▶ [A run of rows]
────────────────
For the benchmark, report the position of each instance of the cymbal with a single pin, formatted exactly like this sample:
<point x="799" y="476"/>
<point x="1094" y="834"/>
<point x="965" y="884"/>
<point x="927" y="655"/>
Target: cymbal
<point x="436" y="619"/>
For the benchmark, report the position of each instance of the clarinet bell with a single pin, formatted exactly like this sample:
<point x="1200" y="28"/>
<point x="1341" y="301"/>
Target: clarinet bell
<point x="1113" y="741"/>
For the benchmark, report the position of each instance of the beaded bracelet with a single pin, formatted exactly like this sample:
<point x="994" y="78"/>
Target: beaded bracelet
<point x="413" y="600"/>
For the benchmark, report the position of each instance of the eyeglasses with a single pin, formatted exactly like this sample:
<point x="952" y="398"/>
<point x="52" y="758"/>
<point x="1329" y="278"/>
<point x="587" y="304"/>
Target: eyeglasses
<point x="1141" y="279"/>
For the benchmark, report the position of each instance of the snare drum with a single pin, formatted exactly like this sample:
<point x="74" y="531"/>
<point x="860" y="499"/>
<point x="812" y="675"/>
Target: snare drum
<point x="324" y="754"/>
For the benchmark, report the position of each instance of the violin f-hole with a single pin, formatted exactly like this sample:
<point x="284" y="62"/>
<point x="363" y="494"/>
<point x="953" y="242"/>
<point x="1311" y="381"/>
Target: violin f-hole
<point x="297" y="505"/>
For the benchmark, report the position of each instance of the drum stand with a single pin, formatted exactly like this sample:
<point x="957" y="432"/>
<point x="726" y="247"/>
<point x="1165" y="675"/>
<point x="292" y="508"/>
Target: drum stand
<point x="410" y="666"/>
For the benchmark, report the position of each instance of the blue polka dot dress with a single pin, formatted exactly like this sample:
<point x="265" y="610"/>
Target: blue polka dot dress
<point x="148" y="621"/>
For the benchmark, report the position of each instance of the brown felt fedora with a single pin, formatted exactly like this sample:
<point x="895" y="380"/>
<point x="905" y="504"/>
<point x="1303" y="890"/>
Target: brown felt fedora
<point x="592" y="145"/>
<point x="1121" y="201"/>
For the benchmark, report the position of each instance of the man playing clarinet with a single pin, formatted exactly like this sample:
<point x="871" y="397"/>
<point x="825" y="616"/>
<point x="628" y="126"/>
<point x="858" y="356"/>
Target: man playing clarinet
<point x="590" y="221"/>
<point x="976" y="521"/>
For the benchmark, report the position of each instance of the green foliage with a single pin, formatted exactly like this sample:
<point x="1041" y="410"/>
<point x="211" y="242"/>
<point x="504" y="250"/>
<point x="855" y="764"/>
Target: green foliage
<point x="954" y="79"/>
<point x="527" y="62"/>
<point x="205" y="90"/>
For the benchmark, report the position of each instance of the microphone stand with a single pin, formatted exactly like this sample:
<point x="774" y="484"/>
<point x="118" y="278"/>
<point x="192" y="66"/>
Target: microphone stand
────────────────
▶ [STATED TASK] Copy the rows again, starting at the line that contains "of the microphone" and stopping after the last row, with "single pin" changed to "single marker" and nothing else altered.

▶ [EXERCISE ANSWER]
For the benchmark, report the position of each instance of the microphone stand with a single marker, formatted exactly like this sample:
<point x="774" y="484"/>
<point x="118" y="278"/>
<point x="192" y="66"/>
Target: microphone stand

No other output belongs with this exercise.